Task requirements:
[1] In the account of parents meeting school district officials about dyslexia, how soon did the assistant superintendent say he would get back to the parents?
[2] Continue the account of parents meeting school district officials about dyslexia from the point where it stops.

A few weeks ago, I contacted a local dyslexia parent support group and told them that I was considering going to speak at a school board meeting about the lack of appropriate intervention in schools and the life-long negative impact this has on dyslexic children. A few other mothers said they would go too. One of the mothers mentioned our intention to the assistant superintendent, and the reaction was very swift. Several school district officials offered to meet with us and discuss our concerns immediately. Better to keep these comments in a private room, I suppose, than in the publicly available minutes of the school board meeting.

We took them up on their offer, knowing we could always approach the board afterwards, particularly if our meeting with them did not go well. Several parents attended. I did not smile at any of school district officials. I couldn't. These are the people who are directly responsible for throwing my son's life away. These are the people who are throwing away the lives of as many as 6,000 children in the school district. Dyslexia is real, and it affects 1 in 5.

The assistant superintendent was at least somewhat receptive, which is a vast improvement compared to anyone else I have dealt with in the district. He seemed motivated by the possibility that our school district could do better than Boulder, which initiated a pilot program offering Barton instruction to 100 dyslexic kids in school. Our district currently does nothing but deny that dyslexia exists. He seemed intrigued that by providing appropriate instruction, we could lower the appallingly high drop out rate and epidemic of adolescent suicides in the district (depression, anxiety, dropping out of school, and suicide are all higher in unremediated dyslexics). He said he would get back to us within ten days. The clock is ticking. The lives of thousands of children hang in the balance.

After the meeting, the other dyslexia parents stood around, rehashing and decompressing, and marveling at how similar all of our horrifying experiences have been. There may be no other human universal. Dyslexia is the great equalizer.

The other parents all had children older than Will, and their concern was mainly about their kids entering middle school in the next year or two. Even though Will is a bit younger, it occurred to me-- none of the changes we proposed would in any way benefit him. We asked for mandatory kindergarten screening and at least one dyslexia specialist in each elementary school. I specifically demanded Orton-Gillingham instruction for every child identified who could benefit from it.

Recorded information:
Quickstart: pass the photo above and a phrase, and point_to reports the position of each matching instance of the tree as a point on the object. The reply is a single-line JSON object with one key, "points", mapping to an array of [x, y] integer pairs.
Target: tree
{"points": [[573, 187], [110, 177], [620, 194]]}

Responses to the exercise:
[1] Within ten days.

[2]
Even in the extremely unlikely scenario that any of these proposed changes would be put into place during the next school year, Will would be in third grade. And we've already paid thousands of dollars in private dyslexia tutoring to save his life. The effort would be put towards identifying the younger kids and providing them with intervention. Will would be past it. Shit out of luck.

I realized at that moment, I wasn't doing this for him after all. It is too late for him. I'm doing this for the other kids, for the other dyslexia moms, so that they never have to go through what I have. 

It took a minute or two, for all of this to sink in.

There's this ethos among special-needs moms, or maybe all moms, or maybe all women in general, not be be seen as complaining. I've lost friends and made enemies for speaking up about what the schools in our country do to dyslexic kids. Nobody wants to go through this, to be seen as such a negative person. We'd all rather believe that schools are good, and teachers are heroes. It's easier that way. It prompts us to silence, but silence is acceptance, complicity even. And it makes every single dyslexia mom have to reinvent the wheel. We've known for decades what instructional approach dyslexic children require in order to learn, but schools simply refuse to use this. The stories dyslexic people tell about their experiences in the 1950's, 1960's, are no different that what is happening today. We've lost generations of brilliant people who were never taught how to read, and it is time for that to stop.

I'm not strong, I'm not brave, and I absolutely can't do this alone. Who is with me?